■ The exercise ■
Return every line in the records below that contains the word "suit", with uppercase and lowercase treated as distinct.

■ Supplied records ■
• • •

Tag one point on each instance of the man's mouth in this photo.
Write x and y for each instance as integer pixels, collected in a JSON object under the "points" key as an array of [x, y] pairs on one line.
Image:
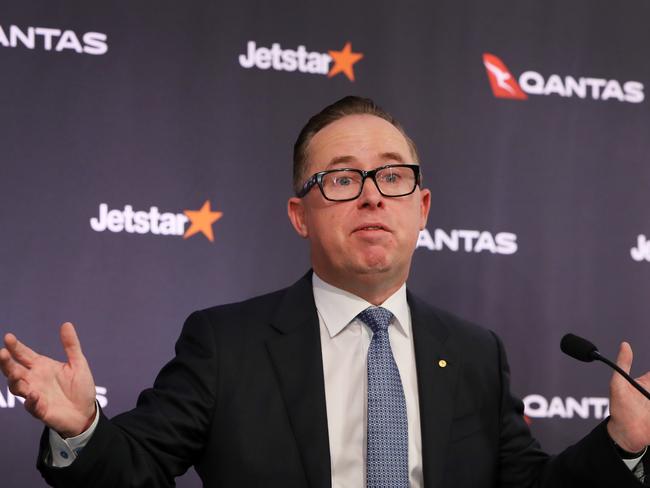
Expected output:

• • •

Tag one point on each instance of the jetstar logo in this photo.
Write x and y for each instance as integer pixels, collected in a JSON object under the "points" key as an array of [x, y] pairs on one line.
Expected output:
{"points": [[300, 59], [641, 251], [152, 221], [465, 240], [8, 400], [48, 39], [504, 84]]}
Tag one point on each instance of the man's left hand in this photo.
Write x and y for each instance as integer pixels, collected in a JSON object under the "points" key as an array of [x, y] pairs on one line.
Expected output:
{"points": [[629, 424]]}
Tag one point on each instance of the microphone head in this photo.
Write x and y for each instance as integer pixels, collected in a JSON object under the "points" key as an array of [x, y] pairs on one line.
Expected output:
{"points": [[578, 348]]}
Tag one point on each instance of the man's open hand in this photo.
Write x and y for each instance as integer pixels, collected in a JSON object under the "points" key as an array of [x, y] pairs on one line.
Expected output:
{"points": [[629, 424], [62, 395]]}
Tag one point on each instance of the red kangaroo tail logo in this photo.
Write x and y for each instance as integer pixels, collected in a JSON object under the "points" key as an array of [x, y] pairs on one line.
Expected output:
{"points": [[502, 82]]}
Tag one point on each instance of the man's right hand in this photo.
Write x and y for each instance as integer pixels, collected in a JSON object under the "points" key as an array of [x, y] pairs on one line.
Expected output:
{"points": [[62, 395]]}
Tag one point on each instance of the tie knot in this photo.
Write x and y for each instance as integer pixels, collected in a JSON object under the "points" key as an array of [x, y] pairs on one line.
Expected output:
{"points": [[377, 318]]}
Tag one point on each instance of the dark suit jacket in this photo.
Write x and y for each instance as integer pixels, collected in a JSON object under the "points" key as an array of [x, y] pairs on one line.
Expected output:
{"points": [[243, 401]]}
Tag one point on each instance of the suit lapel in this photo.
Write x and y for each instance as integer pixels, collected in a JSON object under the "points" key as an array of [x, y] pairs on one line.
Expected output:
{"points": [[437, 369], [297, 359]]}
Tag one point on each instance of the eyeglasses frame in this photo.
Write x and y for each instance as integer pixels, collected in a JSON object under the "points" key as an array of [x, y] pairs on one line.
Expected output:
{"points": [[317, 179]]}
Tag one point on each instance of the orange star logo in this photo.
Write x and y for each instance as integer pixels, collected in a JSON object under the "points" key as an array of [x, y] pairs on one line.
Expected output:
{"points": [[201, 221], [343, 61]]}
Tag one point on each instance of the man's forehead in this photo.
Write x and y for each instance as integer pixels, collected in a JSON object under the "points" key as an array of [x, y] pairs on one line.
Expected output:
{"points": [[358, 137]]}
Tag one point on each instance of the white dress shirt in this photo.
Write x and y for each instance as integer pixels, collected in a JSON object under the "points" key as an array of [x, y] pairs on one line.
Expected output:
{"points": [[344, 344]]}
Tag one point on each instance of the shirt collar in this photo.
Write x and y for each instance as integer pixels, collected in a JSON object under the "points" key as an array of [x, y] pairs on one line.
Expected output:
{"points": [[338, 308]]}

• • •

■ Written solution ■
Tag one point on each instance of the dark suit jacket in this photo.
Tag one point on each instance of the suit lapel in this photo.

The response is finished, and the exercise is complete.